**Task**
Copy every item below word for word, omitting the pictures.
= = = = = = =
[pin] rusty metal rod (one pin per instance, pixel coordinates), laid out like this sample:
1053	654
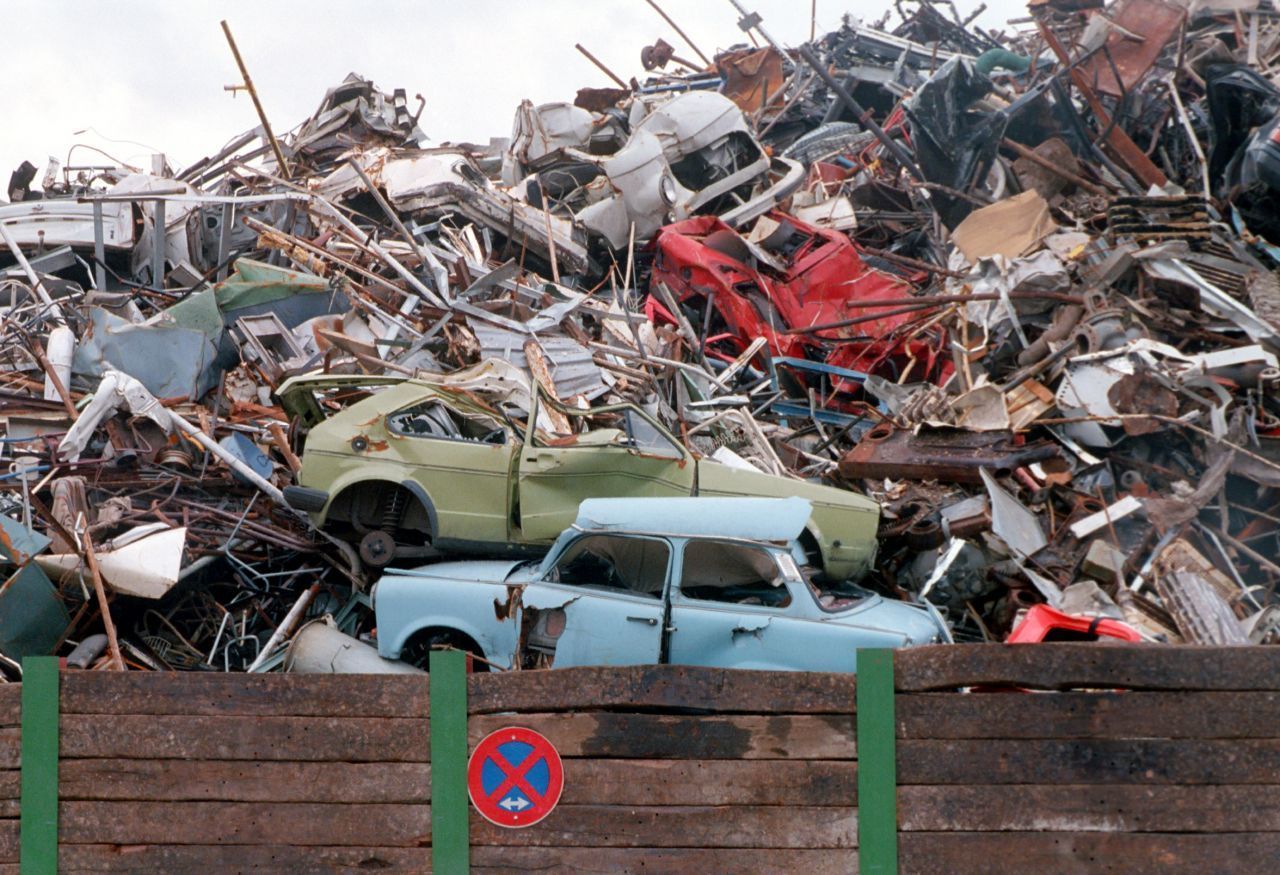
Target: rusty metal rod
100	591
910	262
682	35
600	65
257	104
= = = = = = =
**The output**
[pin] rusty metal rod (one pin per instance, pixel coordinates), laid out like this sample:
1053	654
Target: rusty metal rod
100	591
910	262
682	35
600	65
257	104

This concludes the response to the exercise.